[PROVIDED DATA]:
╭──

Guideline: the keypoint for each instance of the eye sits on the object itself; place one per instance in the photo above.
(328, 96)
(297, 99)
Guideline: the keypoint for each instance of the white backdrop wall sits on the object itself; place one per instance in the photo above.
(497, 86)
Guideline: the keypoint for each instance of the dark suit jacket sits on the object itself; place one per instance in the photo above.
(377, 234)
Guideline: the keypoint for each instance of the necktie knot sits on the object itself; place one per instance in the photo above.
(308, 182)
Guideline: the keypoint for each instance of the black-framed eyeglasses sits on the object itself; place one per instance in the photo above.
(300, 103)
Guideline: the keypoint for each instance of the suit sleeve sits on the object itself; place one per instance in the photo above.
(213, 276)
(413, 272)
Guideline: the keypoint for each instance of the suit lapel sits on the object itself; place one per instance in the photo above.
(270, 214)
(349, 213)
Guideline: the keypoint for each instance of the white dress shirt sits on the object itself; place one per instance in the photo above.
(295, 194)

╰──

The data must be transcribed in full. Every word stays the same.

[SOLUTION TO THIS PROBLEM]:
Guideline: the keypoint for each instance of the eye sits on the object itself; place one per instance in the photo above.
(328, 96)
(297, 99)
Guideline: the keypoint for each instance of the white backdrop wall sits on the object itself; place one per instance in the photo above.
(497, 86)
Guideline: the keypoint for each instance of the dark suit jacket sits on the object itself; place one per instance in the photo above.
(377, 234)
Guideline: the keypoint for each instance of the necktie knot sits on the object itself; place one per instance in the photo above.
(308, 182)
Guideline: the keypoint for each instance of the black-framed eyeglasses sits on the object itself; place one per instance in the photo above.
(300, 103)
Guideline: the keypoint for each instance of the suit sleeve sits on the object itself; place one per instance in the photo above.
(213, 276)
(413, 272)
Guideline: the keypoint for each instance of the suit lapel sits on the object itself; place one per instance in the photo above.
(270, 214)
(349, 213)
Guideline: the keypoint for each instance of the white dress shirt sits on the object itself; place one per instance in the photo above.
(295, 194)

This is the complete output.